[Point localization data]
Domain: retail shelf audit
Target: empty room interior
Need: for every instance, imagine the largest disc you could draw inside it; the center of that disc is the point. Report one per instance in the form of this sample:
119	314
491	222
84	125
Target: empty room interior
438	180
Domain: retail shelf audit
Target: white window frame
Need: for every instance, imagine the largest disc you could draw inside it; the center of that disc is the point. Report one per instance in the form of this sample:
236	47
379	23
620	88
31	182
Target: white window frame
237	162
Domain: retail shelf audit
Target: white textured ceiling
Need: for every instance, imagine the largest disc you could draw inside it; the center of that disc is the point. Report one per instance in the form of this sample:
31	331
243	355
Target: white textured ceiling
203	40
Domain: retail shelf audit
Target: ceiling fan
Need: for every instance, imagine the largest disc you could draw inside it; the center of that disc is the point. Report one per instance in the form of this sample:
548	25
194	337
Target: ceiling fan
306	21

What you have to do: Take the entries above and return all of them exactly.

Written answer:
Domain: retail shelf audit
Target: empty room interior
Need: for every instance, imagine the largest disc you could draw inside it; the center of that disc is the point. Report one per instance in the form of this sample:
119	314
491	222
84	125
Target: empty room interior
438	180
Domain: retail shelf audit
Target: white window frame
Need: for every instance, imagine the largest disc you could draw inside it; the center of that disc is the point. Report one per instance in the form of this sample:
236	47
379	23
620	88
31	182
Target: white window frame
237	162
Domain: retail shelf audit
Target: white textured ceiling
Need: for every instance, imagine the largest disc you could draw inside it; the center of that disc is the point. Report one per instance in the form of this sample:
31	331
243	355
Target: white textured ceiling
203	40
Domain: retail shelf audit
Target: ceiling fan
Need: for every instance, imagine the largest disc you could draw inside it; the center of that disc is the point. Report one per instance in the form of this sample:
548	25
194	337
Target: ceiling fan
306	21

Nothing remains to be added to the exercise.